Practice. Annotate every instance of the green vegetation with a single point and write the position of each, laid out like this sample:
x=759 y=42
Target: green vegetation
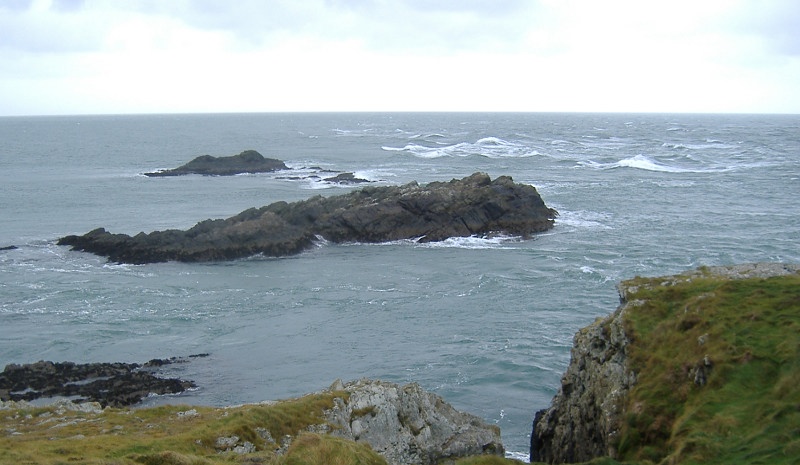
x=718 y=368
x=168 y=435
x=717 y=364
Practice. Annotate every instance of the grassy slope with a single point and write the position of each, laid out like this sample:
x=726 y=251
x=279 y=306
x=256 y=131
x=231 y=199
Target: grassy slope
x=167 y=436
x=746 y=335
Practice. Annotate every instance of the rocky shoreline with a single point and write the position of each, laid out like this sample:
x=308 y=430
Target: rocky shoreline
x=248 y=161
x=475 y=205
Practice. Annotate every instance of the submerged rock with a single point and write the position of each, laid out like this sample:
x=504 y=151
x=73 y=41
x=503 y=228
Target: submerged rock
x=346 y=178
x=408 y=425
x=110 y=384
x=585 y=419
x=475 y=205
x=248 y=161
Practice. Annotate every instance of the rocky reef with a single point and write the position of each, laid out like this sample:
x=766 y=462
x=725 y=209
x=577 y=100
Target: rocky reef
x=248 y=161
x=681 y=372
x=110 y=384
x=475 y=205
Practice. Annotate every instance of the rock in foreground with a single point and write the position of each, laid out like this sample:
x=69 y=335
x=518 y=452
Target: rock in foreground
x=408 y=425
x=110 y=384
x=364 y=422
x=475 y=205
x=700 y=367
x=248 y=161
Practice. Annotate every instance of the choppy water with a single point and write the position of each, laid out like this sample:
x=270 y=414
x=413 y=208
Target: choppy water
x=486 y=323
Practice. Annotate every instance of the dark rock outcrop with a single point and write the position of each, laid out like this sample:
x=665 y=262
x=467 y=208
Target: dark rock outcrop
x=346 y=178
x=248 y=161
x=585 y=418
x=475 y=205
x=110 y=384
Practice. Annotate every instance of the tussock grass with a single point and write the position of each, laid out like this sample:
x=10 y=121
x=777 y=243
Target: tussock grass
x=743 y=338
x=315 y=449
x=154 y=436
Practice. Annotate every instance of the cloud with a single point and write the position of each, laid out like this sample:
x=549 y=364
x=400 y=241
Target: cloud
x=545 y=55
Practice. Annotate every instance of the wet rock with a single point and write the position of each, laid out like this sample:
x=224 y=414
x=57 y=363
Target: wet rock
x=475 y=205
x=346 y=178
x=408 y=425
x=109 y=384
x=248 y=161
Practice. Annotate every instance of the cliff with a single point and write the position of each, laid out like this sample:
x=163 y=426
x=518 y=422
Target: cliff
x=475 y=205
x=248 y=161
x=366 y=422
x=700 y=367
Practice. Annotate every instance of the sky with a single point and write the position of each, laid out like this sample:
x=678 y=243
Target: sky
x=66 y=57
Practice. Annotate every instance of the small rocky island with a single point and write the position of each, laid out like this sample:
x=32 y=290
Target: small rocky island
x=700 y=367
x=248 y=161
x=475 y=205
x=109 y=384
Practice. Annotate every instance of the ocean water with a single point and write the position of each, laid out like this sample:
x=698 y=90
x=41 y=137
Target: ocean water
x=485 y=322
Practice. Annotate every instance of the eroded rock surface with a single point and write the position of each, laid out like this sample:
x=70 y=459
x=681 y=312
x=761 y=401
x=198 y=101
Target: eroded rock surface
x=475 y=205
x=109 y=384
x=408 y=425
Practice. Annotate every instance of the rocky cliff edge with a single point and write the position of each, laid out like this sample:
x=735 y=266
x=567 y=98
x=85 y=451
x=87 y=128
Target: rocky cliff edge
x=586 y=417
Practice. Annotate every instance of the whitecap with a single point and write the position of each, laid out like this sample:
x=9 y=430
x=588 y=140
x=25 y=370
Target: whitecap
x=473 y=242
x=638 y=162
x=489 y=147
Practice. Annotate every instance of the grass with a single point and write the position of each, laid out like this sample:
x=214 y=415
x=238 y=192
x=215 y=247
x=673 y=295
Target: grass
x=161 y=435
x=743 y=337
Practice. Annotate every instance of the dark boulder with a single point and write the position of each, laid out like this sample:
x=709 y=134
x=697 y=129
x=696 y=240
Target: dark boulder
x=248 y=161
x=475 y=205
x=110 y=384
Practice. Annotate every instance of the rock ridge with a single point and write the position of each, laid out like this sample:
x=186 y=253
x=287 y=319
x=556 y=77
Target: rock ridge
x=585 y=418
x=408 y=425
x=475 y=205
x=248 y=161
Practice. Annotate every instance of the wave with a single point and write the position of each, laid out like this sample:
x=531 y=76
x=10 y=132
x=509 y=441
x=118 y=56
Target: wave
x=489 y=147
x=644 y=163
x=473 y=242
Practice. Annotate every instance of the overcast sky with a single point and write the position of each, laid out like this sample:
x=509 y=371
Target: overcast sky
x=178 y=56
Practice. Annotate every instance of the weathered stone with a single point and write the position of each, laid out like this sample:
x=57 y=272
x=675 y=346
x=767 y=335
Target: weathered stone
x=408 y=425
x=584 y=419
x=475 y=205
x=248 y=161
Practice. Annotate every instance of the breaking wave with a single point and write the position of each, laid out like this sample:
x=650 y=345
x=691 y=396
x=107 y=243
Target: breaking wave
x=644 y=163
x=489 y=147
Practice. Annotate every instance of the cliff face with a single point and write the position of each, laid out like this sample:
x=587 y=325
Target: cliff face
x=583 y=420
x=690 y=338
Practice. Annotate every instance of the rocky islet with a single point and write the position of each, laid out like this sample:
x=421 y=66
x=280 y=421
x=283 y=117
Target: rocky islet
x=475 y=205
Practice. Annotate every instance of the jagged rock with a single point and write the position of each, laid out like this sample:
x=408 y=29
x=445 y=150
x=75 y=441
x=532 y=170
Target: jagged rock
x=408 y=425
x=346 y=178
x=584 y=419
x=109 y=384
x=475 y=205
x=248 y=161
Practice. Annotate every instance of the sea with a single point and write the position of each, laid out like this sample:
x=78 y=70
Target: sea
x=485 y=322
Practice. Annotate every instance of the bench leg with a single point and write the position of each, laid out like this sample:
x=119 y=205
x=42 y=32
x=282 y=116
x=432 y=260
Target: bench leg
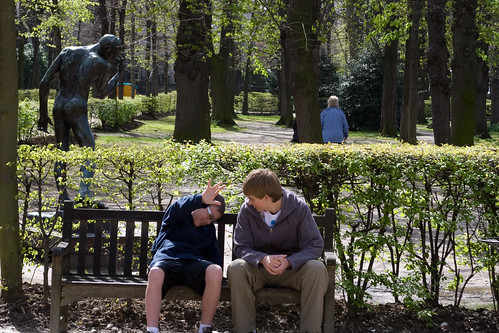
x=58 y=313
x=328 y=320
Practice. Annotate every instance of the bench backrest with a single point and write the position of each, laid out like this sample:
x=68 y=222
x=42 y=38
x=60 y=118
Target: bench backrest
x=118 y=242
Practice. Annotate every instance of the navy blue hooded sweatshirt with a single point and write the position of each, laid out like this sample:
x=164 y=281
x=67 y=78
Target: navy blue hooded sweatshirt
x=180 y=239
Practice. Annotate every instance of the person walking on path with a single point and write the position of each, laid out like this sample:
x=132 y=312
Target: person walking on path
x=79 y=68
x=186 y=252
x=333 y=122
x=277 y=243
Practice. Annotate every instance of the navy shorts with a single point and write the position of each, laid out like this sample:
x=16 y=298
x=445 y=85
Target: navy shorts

• **Problem to work on**
Rewrite the items above with "Annotate" changed to "Mark" wherever it occurs, keeping everything else the same. Omit the pictures from your answer.

• **Task response**
Practice. Mark every instance of the green vegetation with a single point and write the position of each, laid out like this sample:
x=759 y=42
Target: green vegetation
x=718 y=368
x=168 y=435
x=717 y=364
Practice. Mark every instance of the grassy slope with a single point and write the position of each, laid out like this sample:
x=726 y=251
x=279 y=306
x=256 y=131
x=231 y=199
Target: grassy slope
x=167 y=436
x=746 y=335
Practice. Mark every instance of the rocky shoreline with a single point and write the position of each, laid out like this sample:
x=308 y=430
Target: rocky shoreline
x=248 y=161
x=475 y=205
Practice. Mark every instance of the submerged rock with a single point and write the position of each, laid out like this sample:
x=504 y=151
x=73 y=41
x=503 y=228
Target: submerged rock
x=346 y=178
x=408 y=425
x=110 y=384
x=585 y=419
x=475 y=205
x=248 y=161
Practice. Mark every instance of the rocky reef with a single point and write the position of each, laid out like this sample:
x=766 y=462
x=725 y=209
x=577 y=100
Target: rocky reef
x=248 y=161
x=681 y=372
x=110 y=384
x=475 y=205
Practice. Mark every instance of the rock in foreground with a single point and write the position of each, laid out like this sample:
x=69 y=335
x=518 y=452
Target: rock in foreground
x=408 y=425
x=110 y=384
x=364 y=422
x=475 y=205
x=700 y=367
x=248 y=161
Practice. Mark every instance of the choppy water with a single point and write the position of each, laid out like this sample:
x=270 y=414
x=413 y=208
Target: choppy water
x=486 y=323
Practice. Mark every instance of the dark rock outcrop with a single point and write the position of each, laid out like this sample:
x=665 y=262
x=467 y=208
Target: dark rock outcrop
x=346 y=178
x=248 y=161
x=585 y=418
x=475 y=205
x=110 y=384
Practice. Mark every instance of the tussock grass with a single point and write the position of each, laid out like this sample:
x=10 y=121
x=777 y=243
Target: tussock grass
x=743 y=338
x=315 y=449
x=154 y=436
Practice. Mark every instance of the cloud with a single point and write the position of each, laid out like this sample:
x=549 y=364
x=400 y=241
Target: cloud
x=545 y=55
Practice. Mark every instance of the wet rock with a single point and write the position of each, laid out like this sample:
x=224 y=414
x=57 y=363
Target: wet rock
x=475 y=205
x=346 y=178
x=408 y=425
x=109 y=384
x=248 y=161
Practice. Mark every instance of the cliff with a single point and write the position of each, laid out like this sample:
x=163 y=426
x=518 y=422
Target: cliff
x=475 y=205
x=248 y=161
x=366 y=422
x=700 y=367
Practice. Mark every instance of the sky with a single point and write the position of each, laid out like this sample:
x=678 y=243
Target: sky
x=66 y=57
Practice. Mark every instance of the small rocky island with a single point and write the position of each, laid out like this sample:
x=32 y=290
Target: small rocky island
x=700 y=367
x=248 y=161
x=475 y=205
x=109 y=384
Practice. Mark every instance of the ocean water with a single point and write the position of each, laid out like this sample:
x=698 y=90
x=41 y=137
Target: ocean water
x=485 y=322
Practice. Mark every instance of the eroded rock surface with a single point and write the position of each, laid out like this sample:
x=70 y=459
x=681 y=312
x=761 y=401
x=198 y=101
Target: eroded rock surface
x=475 y=205
x=109 y=384
x=408 y=425
Practice. Mark every instance of the rocky cliff edge with a single point and write the position of each, laid out like this sample:
x=735 y=266
x=567 y=98
x=85 y=451
x=87 y=128
Target: rocky cliff edge
x=586 y=417
Practice. Mark every instance of the whitecap with a single point and write the position of each, laid out like this sample:
x=9 y=430
x=588 y=140
x=25 y=370
Target: whitecap
x=473 y=242
x=638 y=162
x=489 y=147
Practice. Mark every instance of the grass with a single point and write the position of each, laid out like this sample:
x=214 y=415
x=238 y=192
x=215 y=247
x=673 y=295
Target: grass
x=161 y=435
x=743 y=337
Practice. Mark every instance of the dark boulder with a single point and write the position of each, laid out like this sample:
x=709 y=134
x=697 y=129
x=696 y=240
Target: dark boulder
x=248 y=161
x=475 y=205
x=110 y=384
Practice. Mark every instance of the rock ridge with a single point and write the position of each, laid out like this sample:
x=186 y=253
x=287 y=319
x=556 y=77
Target: rock ridge
x=585 y=418
x=408 y=425
x=475 y=205
x=248 y=161
Practice. Mark every instance of the wave with a single point and write the position of each, laid out like this sample:
x=531 y=76
x=10 y=132
x=509 y=441
x=118 y=56
Target: wave
x=489 y=147
x=644 y=163
x=473 y=242
Practice. Mark every instance of the overcast sky with a single point and write the position of each, laid out like this sample:
x=509 y=371
Target: overcast sky
x=178 y=56
Practice. Mark every instance of the weathered stone with a single point and write the position of each, laid out like this sample:
x=57 y=272
x=675 y=346
x=767 y=335
Target: weathered stone
x=408 y=425
x=584 y=419
x=475 y=205
x=248 y=161
Practice. Mark every instance of the breaking wave with a single point and write the position of each, laid out like this sample:
x=650 y=345
x=691 y=396
x=107 y=243
Target: breaking wave
x=644 y=163
x=489 y=147
Practice. Mark every instance of the cliff face with a single point and write the position of each, laid out like this sample:
x=587 y=325
Target: cliff face
x=583 y=420
x=690 y=338
Practice. Mark every instance of the rocky islet with a single point and write the position of each, laid out like this sample:
x=421 y=66
x=280 y=421
x=283 y=117
Target: rocky islet
x=475 y=205
Practice. Mark every instance of the jagged rock with a single point and write the position of each, laid out like this sample:
x=408 y=29
x=445 y=150
x=75 y=441
x=532 y=170
Target: jagged rock
x=408 y=425
x=346 y=178
x=584 y=419
x=109 y=384
x=475 y=205
x=248 y=161
Practice. Mark every instance of the sea with a single point and write the position of each, laid out like this sample:
x=78 y=70
Target: sea
x=485 y=322
Practice. Mark every instance of the bench leg with a single point and write the position of each, laid out like this sample:
x=119 y=205
x=42 y=32
x=282 y=116
x=432 y=260
Target: bench leg
x=58 y=313
x=328 y=320
Practice. Mark every instance of the bench backrest with a single point and write the position of each, laid out like this sample:
x=68 y=222
x=42 y=38
x=60 y=118
Target: bench backrest
x=118 y=242
Practice. Mark every instance of the navy blue hooded sweatshirt with a single point and write the position of each, laid out like this sample:
x=164 y=281
x=67 y=78
Target: navy blue hooded sweatshirt
x=180 y=239
Practice. Mark every instance of the person walking on path with a single point and write the position of each, laid out like this sample:
x=132 y=312
Target: person walking on path
x=79 y=68
x=186 y=252
x=333 y=122
x=277 y=243
Practice. Mark every instance of the navy shorts with a single point and write the position of each, laid out like this sample:
x=16 y=298
x=445 y=85
Target: navy shorts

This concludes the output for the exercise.